▶ _Source extract_
* * * * * * *
# Buy the site first or seek planning permission first???



## gizzy (31 Mar 2011)

My partner and I are interested in buying a beautiful site in Sligo.The site does have planning permission for a small dormer bungalow with no occupancy clause.
Our problem is that it is not the house we want to build.We are happy to stick to a bungalow,but something more contemporary and slightly bigger.We know that obviously we will have to submit planning permission,but we are very confused as to what we do and in what order.
The Estate Agent says we have to buy the site first,then see an Architect/Engineer about the design we want and finally submit the plans to the council to seek approval.However this worries me as I'm afraid if the council reject our plans,we are then stuck with a site which we cannot build on.But on the other hand,if we were to do it the opposite way round and submit plans before buying the site, is it worth paying to have a house designed for a site which is not yet ours?
If there is anyone with any knowledge as to A.the likelihood of us getting permission and B.in what order do we proceed from here, we would be very grateful for any tips or advice.It is also worth nothing that the current planning permission expires in August!
Thank you very much in advance!


----------



## Brendan Burgess (31 Mar 2011)

Tough one indeed.

There is just no way for you to be sure that you can achieve what you want.

You can buy the site and hope to get planning permission. 

You can offer to buy the site subject to planning permission - the vendor is unlikely to agree to such a sale. 

Your best approach is to talk to an architect or planning consultant in the area and ask them to give you their best guess. They might be able to talk to the planners and ask them their view. But you will not know the final result until An Bord Pleanála has made a decision on any appeal. 

I think you have to walk away from it.


----------



## threebedsemi (31 Mar 2011)

Gizzy

Your application would be for a 'change of house type' from that previously granted, which on the face of it should be straightforward enough. In theory the subject matter of the application is just a change of house type and if you don’t dramatically alter the size of height from that originally granted, you should be able to obtain planning.

However you should bear in mind the following:
1. Depending on when the original planning permission was granted, it is possible that the requirements regarding effluent treatment for single houses has changed in the meantime. Some planning authorities are finally getting 'tough' with regard to this, and they may request that the site be retested, or that you otherwise show how the proposal will meet the current EPA guidelines. This can cause all sorts of problems on sites which were 'borderline' to begin with.

2. You should carefully examine (or have someone do it for you) the original planning file for anything which that might throw up (planners and other departments internal reports sometimes raise issues of concern which are ignored at the time but may have become more important with subsequent changes to development plans etc.). Also check if there were any observations of objections to the original application.

3. Check to see if the application site has been moved to a different zone in a development plan since planning was granted, or is set to be moved in a draft plan . By this I mean has the area in general been moved into or out of a zone in which stricter 'housing need' guidelines are now in play. 

I agree with BB that you won’t know for certain until you have a grant of planning permission in your hand.
* * * * * * *
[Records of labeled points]
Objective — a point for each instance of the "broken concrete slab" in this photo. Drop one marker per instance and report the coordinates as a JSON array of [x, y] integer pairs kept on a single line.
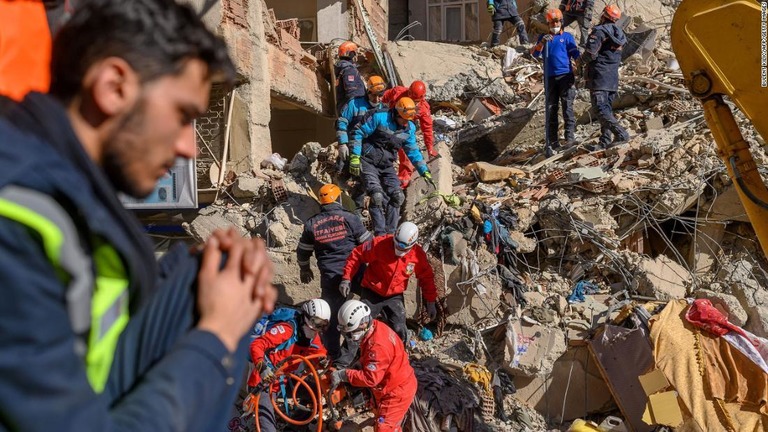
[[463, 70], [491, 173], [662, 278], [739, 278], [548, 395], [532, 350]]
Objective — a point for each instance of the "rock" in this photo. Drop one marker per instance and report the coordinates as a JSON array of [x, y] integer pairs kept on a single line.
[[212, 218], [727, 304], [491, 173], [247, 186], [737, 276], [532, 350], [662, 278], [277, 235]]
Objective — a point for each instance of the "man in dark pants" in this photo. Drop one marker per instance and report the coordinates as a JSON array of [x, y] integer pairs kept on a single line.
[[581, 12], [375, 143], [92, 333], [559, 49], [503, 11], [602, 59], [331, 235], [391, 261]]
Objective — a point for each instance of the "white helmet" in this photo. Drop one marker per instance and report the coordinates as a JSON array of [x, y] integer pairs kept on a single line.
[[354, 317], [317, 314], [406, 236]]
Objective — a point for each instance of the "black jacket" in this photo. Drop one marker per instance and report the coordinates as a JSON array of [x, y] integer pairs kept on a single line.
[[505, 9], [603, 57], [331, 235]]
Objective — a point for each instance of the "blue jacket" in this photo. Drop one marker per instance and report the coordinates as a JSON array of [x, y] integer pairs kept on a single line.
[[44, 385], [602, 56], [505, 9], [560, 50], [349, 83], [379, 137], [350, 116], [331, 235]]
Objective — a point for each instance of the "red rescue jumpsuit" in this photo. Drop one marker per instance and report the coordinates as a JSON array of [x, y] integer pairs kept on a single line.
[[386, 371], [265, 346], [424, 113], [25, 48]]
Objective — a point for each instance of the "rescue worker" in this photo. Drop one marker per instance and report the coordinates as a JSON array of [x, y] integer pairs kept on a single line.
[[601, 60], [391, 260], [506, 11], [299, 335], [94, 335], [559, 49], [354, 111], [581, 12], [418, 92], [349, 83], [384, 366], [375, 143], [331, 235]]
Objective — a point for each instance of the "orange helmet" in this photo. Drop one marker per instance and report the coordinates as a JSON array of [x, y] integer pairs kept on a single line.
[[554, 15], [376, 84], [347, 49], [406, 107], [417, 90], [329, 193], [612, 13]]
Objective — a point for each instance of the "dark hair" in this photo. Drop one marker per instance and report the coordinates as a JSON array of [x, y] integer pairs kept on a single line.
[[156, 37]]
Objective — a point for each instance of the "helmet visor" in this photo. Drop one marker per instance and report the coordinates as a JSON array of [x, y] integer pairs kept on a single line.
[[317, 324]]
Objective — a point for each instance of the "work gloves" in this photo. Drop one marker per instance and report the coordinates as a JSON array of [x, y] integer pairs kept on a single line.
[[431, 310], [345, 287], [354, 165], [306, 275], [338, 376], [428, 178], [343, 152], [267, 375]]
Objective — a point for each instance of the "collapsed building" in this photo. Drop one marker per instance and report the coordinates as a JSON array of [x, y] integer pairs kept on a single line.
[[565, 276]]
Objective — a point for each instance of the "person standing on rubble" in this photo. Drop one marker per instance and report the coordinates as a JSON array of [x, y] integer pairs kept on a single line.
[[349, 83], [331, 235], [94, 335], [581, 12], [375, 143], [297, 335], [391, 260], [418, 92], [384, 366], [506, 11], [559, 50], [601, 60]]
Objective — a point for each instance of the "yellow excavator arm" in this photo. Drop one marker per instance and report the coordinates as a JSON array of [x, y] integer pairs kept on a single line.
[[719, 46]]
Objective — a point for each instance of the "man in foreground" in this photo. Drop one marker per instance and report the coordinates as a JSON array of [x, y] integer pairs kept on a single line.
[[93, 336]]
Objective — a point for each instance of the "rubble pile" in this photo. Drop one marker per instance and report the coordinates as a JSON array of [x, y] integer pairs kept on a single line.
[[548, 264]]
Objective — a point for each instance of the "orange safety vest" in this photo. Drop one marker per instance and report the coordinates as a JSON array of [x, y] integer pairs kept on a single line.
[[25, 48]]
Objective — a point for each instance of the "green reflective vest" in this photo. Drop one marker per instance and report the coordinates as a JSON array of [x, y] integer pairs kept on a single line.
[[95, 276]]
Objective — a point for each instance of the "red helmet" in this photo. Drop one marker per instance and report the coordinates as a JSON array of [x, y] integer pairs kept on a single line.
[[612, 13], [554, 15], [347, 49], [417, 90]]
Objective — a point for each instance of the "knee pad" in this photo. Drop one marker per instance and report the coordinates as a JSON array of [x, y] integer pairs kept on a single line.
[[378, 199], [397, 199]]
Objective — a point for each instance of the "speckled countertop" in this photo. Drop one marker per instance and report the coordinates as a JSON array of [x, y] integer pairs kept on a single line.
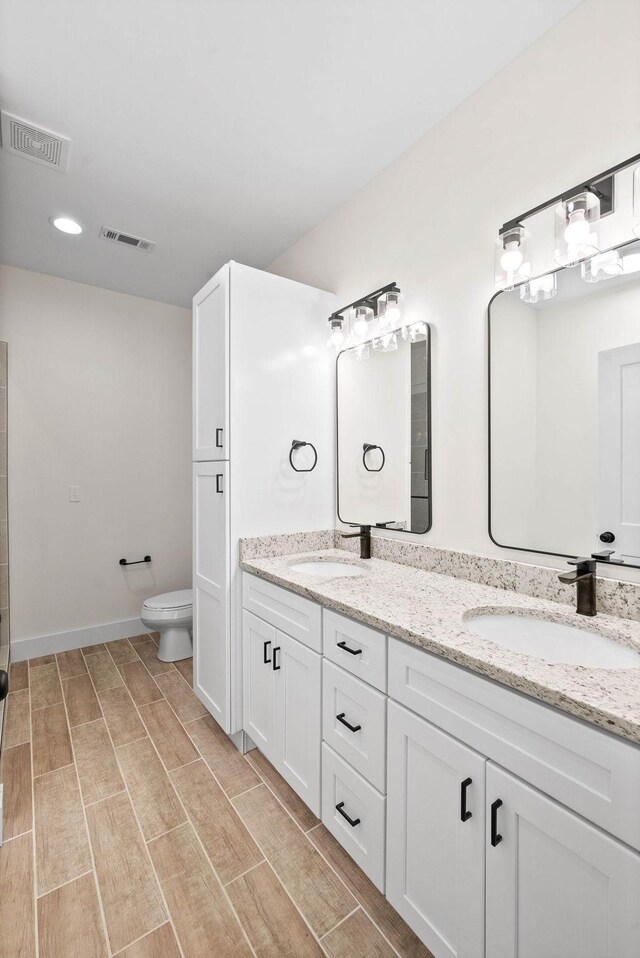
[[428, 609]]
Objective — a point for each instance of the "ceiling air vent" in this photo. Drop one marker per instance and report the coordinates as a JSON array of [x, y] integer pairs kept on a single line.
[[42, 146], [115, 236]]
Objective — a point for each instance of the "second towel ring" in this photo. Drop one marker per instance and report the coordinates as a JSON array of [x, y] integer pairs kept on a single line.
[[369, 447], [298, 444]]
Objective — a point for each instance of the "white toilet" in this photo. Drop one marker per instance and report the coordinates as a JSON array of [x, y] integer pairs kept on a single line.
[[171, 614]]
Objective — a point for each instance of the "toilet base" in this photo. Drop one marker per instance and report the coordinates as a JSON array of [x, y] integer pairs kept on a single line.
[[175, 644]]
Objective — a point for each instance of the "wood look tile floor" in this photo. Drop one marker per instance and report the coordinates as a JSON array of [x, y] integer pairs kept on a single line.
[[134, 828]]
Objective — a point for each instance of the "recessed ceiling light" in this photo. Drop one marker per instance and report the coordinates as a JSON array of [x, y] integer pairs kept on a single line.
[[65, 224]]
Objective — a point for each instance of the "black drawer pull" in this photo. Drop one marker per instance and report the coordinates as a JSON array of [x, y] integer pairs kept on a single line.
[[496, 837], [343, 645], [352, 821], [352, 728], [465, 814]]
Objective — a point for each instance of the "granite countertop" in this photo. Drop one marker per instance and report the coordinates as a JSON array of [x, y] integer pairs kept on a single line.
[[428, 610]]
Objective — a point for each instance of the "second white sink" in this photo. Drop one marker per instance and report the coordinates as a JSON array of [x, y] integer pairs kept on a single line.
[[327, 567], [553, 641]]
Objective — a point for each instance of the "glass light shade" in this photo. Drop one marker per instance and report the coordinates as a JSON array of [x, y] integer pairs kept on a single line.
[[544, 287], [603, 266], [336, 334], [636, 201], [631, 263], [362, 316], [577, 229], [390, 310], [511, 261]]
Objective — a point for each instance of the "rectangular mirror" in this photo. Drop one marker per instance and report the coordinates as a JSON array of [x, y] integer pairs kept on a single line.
* * * * * * *
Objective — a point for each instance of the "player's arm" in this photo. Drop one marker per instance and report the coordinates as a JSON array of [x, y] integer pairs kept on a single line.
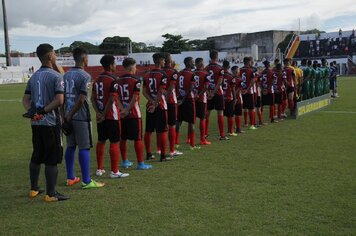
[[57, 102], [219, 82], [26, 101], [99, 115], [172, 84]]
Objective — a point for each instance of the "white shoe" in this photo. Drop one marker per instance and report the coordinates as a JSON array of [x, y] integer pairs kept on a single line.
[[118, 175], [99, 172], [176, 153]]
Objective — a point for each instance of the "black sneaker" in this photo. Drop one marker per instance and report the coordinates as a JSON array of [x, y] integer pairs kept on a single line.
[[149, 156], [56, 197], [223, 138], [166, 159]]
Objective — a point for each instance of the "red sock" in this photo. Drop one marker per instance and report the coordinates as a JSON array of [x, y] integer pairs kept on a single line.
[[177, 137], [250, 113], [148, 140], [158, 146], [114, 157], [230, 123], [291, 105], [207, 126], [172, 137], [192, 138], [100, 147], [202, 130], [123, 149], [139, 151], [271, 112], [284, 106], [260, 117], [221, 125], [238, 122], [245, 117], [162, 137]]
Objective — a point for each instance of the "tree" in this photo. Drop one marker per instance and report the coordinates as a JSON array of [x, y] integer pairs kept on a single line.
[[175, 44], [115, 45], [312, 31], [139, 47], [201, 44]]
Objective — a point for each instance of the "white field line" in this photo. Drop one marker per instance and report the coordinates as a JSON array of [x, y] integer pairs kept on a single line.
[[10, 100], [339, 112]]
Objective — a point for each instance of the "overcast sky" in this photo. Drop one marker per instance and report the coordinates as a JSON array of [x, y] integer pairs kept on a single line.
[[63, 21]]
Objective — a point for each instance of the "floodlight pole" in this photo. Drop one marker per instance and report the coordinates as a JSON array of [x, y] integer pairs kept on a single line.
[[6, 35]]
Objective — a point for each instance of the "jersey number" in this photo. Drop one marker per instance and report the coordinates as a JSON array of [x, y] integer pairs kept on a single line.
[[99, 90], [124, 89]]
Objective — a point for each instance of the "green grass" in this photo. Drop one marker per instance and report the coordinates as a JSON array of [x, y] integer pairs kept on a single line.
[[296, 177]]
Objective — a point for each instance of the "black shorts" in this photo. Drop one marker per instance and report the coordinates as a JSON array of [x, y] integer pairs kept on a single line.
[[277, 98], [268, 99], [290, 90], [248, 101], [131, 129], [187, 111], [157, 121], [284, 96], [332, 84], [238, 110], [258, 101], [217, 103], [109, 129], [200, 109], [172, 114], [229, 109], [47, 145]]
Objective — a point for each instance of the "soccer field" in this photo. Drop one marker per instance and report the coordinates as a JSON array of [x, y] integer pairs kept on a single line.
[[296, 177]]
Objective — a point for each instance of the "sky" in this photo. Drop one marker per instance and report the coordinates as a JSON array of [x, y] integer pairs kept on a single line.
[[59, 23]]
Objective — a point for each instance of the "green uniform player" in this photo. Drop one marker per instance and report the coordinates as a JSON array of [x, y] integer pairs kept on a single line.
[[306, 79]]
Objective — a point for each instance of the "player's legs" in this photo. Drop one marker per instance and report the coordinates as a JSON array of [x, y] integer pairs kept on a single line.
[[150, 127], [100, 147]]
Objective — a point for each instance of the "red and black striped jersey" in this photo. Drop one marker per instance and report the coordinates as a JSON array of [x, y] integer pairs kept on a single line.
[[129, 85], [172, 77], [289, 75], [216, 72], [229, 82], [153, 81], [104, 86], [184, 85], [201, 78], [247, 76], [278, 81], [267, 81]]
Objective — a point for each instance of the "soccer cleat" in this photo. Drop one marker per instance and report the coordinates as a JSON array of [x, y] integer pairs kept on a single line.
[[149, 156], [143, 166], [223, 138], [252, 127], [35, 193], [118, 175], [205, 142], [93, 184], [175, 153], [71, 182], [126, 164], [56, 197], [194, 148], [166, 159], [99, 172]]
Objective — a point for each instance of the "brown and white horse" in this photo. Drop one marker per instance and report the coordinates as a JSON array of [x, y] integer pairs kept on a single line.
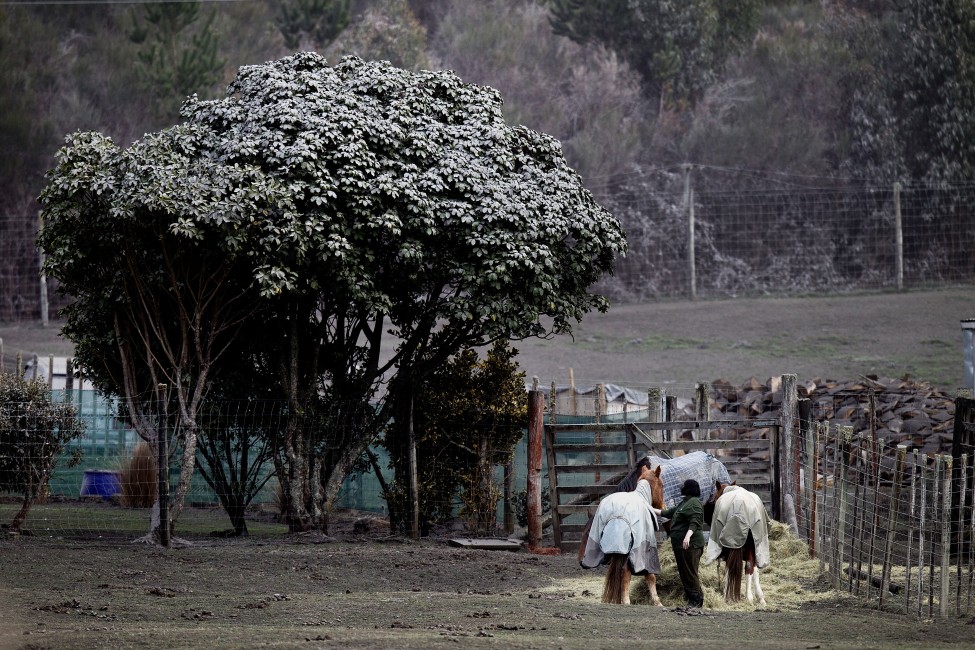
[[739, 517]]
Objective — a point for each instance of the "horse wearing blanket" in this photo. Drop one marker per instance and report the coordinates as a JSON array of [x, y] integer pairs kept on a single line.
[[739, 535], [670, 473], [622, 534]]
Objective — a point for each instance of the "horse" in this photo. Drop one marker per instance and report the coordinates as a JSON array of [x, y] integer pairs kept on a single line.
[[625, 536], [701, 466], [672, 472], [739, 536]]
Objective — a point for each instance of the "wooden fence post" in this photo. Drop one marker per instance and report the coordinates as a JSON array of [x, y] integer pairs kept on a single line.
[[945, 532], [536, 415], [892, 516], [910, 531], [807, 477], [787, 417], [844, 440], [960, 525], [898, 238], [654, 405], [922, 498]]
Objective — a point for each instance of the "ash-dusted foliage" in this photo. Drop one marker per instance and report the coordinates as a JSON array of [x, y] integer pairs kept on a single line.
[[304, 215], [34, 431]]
* * * * * * *
▶ _Goal_
Write out the planning permission thread word for word, starting at "You can offer" and ending at "on any appeal.". The records play no part here.

▶ _Exercise response_
You can offer to buy the site subject to planning permission - the vendor is unlikely to agree to such a sale. 

Your best approach is to talk to an architect or planning consultant in the area and ask them to give you their best guess. They might be able to talk to the planners and ask them their view. But you will not know the final result until An Bord Pleanála has made a decision on any appeal.